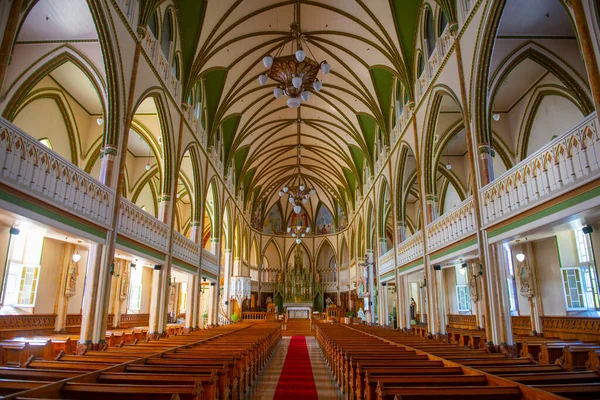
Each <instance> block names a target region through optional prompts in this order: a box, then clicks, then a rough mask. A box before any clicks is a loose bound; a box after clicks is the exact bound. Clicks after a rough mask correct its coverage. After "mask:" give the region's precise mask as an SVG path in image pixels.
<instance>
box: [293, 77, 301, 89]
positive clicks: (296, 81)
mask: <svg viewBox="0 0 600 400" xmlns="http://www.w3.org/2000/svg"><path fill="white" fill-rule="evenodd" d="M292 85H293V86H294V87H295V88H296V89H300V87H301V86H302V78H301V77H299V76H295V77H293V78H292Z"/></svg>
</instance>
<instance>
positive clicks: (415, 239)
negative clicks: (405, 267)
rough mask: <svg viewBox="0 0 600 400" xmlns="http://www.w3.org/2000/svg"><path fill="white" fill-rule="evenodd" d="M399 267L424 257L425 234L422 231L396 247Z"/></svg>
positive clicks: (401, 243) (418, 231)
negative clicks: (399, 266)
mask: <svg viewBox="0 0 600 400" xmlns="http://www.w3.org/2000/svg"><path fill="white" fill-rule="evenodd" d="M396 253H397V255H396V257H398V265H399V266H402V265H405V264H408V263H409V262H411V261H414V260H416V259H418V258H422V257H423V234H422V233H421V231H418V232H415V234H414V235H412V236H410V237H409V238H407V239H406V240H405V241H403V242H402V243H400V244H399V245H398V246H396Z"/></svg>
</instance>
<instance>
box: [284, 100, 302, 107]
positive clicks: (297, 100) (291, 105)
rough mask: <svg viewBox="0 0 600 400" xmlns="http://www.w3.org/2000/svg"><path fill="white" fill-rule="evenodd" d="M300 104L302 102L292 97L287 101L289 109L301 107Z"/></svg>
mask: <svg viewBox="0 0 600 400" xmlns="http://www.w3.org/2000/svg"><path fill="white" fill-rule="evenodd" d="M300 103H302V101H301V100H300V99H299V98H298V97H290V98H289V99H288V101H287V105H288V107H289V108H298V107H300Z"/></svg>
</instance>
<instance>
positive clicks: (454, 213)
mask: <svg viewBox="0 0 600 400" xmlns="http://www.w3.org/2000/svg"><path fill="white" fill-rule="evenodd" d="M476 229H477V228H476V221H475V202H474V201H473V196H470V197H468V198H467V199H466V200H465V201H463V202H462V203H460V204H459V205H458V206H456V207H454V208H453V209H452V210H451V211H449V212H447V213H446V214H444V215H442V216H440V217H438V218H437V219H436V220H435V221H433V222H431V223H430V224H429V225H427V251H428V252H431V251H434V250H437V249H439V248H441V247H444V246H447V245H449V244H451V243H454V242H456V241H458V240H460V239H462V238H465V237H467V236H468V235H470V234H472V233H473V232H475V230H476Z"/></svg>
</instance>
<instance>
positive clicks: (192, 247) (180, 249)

.....

» **WHAT IS REQUIRED**
Reproduce the lines of all the records above, swapping every "positive clicks" for "include clicks" and leaving everything else unchanged. Omit the pictures.

» **SOLVED PROBLEM**
Each <instance> block names a target region through optional prompts in this order: a box, then clicks, then a rough mask. A box before any clicks is a loose bound; a box after clicks is the exact bound. Clicks after a rough mask correct its coverage. After "mask:" give the region's precise mask as an SVG path in image pixels.
<instance>
box: [293, 77, 301, 89]
include clicks: (296, 81)
mask: <svg viewBox="0 0 600 400" xmlns="http://www.w3.org/2000/svg"><path fill="white" fill-rule="evenodd" d="M292 85H293V86H294V87H295V88H296V89H300V87H301V86H302V78H301V77H299V76H295V77H293V78H292Z"/></svg>
</instance>
<instance>
include clicks: (415, 239)
negative clicks: (405, 267)
rough mask: <svg viewBox="0 0 600 400" xmlns="http://www.w3.org/2000/svg"><path fill="white" fill-rule="evenodd" d="M399 267L424 257L425 234L422 231L396 247Z"/></svg>
include clicks: (401, 243) (418, 231)
negative clicks: (399, 266)
mask: <svg viewBox="0 0 600 400" xmlns="http://www.w3.org/2000/svg"><path fill="white" fill-rule="evenodd" d="M396 253H397V255H396V257H398V265H399V266H402V265H405V264H408V263H409V262H411V261H414V260H416V259H418V258H422V257H423V234H422V233H421V231H418V232H415V234H414V235H412V236H410V237H409V238H407V239H406V240H405V241H403V242H402V243H400V244H399V245H398V246H396Z"/></svg>
</instance>
<instance>
box: [284, 100, 302, 107]
include clicks: (297, 100) (291, 105)
rough mask: <svg viewBox="0 0 600 400" xmlns="http://www.w3.org/2000/svg"><path fill="white" fill-rule="evenodd" d="M300 104L302 102L292 97L287 101L289 109L301 107Z"/></svg>
mask: <svg viewBox="0 0 600 400" xmlns="http://www.w3.org/2000/svg"><path fill="white" fill-rule="evenodd" d="M300 103H302V101H301V100H300V99H299V98H298V97H290V98H289V99H288V101H287V105H288V107H289V108H298V107H300Z"/></svg>
</instance>
<instance>
include clicks: (454, 213)
mask: <svg viewBox="0 0 600 400" xmlns="http://www.w3.org/2000/svg"><path fill="white" fill-rule="evenodd" d="M476 229H477V228H476V221H475V202H474V201H473V196H470V197H468V198H467V199H466V200H465V201H463V202H462V203H460V204H459V205H458V206H456V207H454V208H453V209H452V210H451V211H449V212H447V213H446V214H444V215H442V216H440V217H438V218H437V219H436V220H435V221H433V222H431V223H430V224H429V225H427V251H428V252H431V251H434V250H437V249H439V248H441V247H444V246H447V245H449V244H451V243H454V242H456V241H458V240H460V239H462V238H465V237H467V236H468V235H470V234H472V233H473V232H475V230H476Z"/></svg>
</instance>
<instance>
include clicks: (192, 247) (180, 249)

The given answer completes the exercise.